STATED EXERCISE 1. Write out the part of the post on raising a bilingual child that begins at the words "I am ecstatic" and ends after "their any tips?".
STATED EXERCISE 2. Continue the post on raising a bilingual child, picking up right after its final sentence.

EXCERPT.
□ □ □ □ □

I am ecstatic to find this site after reading Adam's book on raising multilingual children. Our monkey was born in May so we really are at the starting point of the bilingual journey, and I'm trying to absorb as much as I can before we hit the ground running.
Concerns going forward:
① Finding a bilingual community for my monkey
Understanding that this varies by where you live, I'm wondering the best way to go about finding a bilingual community. I have lived my life here avoiding the expat community, and I know many bilinguals just live their lives without necessarily seeking others out. So are their any tips?
② Exposure time
I will be going back to work just before our monkey's first birthday, so exposure to the minority language will be drastically cut before they ever reach preschool age, and in fact before they start talking. I'm worried if this will negatively impact them by introducing a heavily majority language environment too early (not much I can do about it though).

□ □ □ □ □

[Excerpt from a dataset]
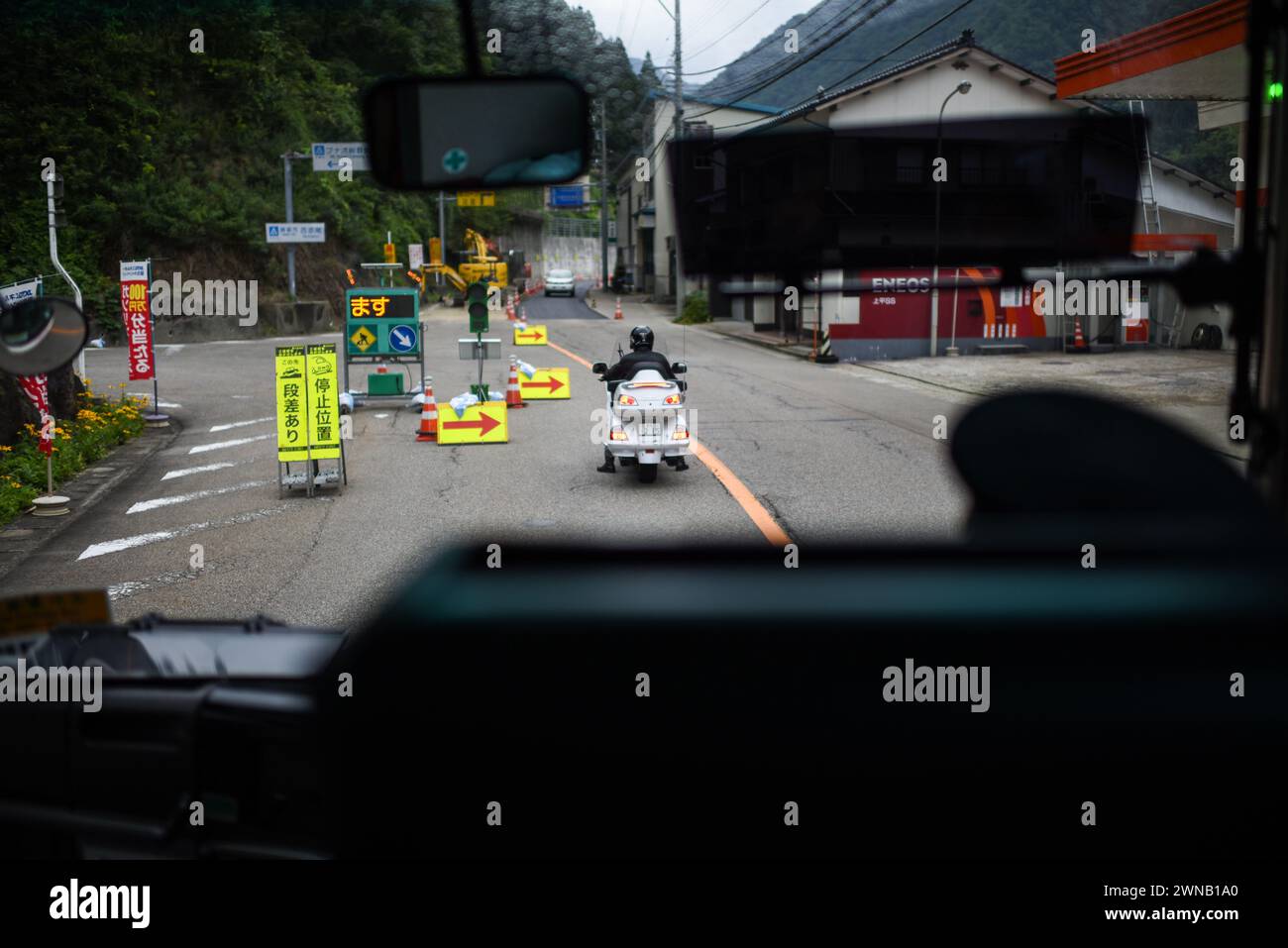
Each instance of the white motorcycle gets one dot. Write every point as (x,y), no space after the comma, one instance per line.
(647,420)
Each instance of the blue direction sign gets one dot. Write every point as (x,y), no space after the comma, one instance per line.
(402,338)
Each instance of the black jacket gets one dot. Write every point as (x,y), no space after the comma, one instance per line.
(630,363)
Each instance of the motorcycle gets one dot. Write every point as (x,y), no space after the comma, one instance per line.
(647,420)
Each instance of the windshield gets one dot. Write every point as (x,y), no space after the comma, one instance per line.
(282,408)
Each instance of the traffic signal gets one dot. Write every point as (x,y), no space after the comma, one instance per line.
(476,304)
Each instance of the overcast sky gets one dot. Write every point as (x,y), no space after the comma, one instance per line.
(713,33)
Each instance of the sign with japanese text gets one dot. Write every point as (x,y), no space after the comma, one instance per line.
(381,322)
(137,318)
(323,404)
(37,386)
(291,404)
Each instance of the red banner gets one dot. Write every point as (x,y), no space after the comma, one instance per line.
(38,390)
(137,316)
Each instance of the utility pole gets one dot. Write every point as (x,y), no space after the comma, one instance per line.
(290,218)
(54,194)
(679,130)
(603,191)
(442,231)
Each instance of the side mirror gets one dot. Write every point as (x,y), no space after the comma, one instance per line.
(40,335)
(477,133)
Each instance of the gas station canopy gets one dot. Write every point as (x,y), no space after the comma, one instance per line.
(1198,55)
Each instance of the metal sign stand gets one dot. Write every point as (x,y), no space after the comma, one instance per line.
(312,475)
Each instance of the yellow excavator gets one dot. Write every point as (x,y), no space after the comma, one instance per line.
(476,265)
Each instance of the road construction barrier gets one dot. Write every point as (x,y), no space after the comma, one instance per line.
(428,414)
(529,335)
(546,384)
(482,423)
(513,397)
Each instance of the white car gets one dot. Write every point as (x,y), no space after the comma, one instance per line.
(561,282)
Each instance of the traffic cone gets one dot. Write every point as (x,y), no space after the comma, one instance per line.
(428,414)
(513,397)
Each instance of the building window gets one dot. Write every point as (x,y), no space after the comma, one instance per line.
(910,163)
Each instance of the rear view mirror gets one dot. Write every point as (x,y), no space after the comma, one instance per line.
(40,335)
(477,133)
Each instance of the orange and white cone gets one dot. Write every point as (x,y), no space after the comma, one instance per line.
(513,397)
(428,414)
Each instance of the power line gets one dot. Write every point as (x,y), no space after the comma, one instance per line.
(794,65)
(844,14)
(738,94)
(862,68)
(730,30)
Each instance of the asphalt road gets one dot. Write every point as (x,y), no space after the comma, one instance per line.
(827,453)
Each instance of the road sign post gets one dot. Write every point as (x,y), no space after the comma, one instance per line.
(382,325)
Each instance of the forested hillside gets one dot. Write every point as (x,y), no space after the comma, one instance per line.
(174,154)
(863,38)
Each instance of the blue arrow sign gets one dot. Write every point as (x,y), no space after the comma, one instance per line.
(402,338)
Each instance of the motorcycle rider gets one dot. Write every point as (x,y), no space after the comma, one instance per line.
(640,356)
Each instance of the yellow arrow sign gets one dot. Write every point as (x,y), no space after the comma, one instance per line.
(483,423)
(545,382)
(364,338)
(531,335)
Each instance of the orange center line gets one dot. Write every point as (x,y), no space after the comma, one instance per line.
(737,489)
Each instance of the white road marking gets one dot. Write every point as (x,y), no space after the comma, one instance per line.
(201,469)
(159,536)
(143,505)
(239,424)
(235,442)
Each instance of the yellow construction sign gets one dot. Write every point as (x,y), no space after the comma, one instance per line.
(323,397)
(545,382)
(531,335)
(483,423)
(292,440)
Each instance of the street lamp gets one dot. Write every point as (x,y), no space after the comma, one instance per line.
(934,292)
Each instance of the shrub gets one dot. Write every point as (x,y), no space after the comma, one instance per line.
(99,425)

□ □ □ □ □

EXPECTED ANSWER 1.
I am ecstatic to find this site after reading Adam's book on raising multilingual children. Our monkey was born in May so we really are at the starting point of the bilingual journey, and I'm trying to absorb as much as I can before we hit the ground running.
Concerns going forward:
① Finding a bilingual community for my monkey
Understanding that this varies by where you live, I'm wondering the best way to go about finding a bilingual community. I have lived my life here avoiding the expat community, and I know many bilinguals just live their lives without necessarily seeking others out. So are their any tips?

EXPECTED ANSWER 2.
③ How to handle the mispronounced minority language words within the majority language This might be specific to Japanese, but it takes a lot of English words and pronounces them in a Japanese way (Think pronouncing Paris as PAR-ISSS instead of PAR-EE as it is in French). In this situation, do you teach them as separate words? I'm concerned about them getting mixed up.
I really look forward to connecting with you all! And Adam, thank you for all you do!
Welcome Kayla and congratulations on the arrival of your little monkey!
I'm one of those who lived abroad for years avoiding the expat community until the monkey arrived. In our case, we're in a big city (Paris) with quite some expats in our minority language (ml), German. I don't remember how i first found the "bilingual café" association (now defunct) that led us to find the bilingual school my monkey now attends (and where we have all these other ml families to connect with), but I guess Facebook could be a good starting point, there are many groups for bilingual families. Also this forum, I know there are a few other zookeepers living in Japan (not only Adam) who might be able to point you in the right direction.
As for exposure time, give your monkey as much as you can for as long as you can. When you go back to work, where will your monkey go? A nursery/preschool that is exclusively in the majority language (ML)? Would there be preschools with an English component? Could you hire an English-speaking nanny/childminder/babysitter for a few hours per week as a relief from all-ML preschool, for example? Arrange for ml playdates? (Even if your monkey doesn't talk, just you chatting in ml with other ml parents or you and the other ml parents doing activities with the kids will aid exposure.)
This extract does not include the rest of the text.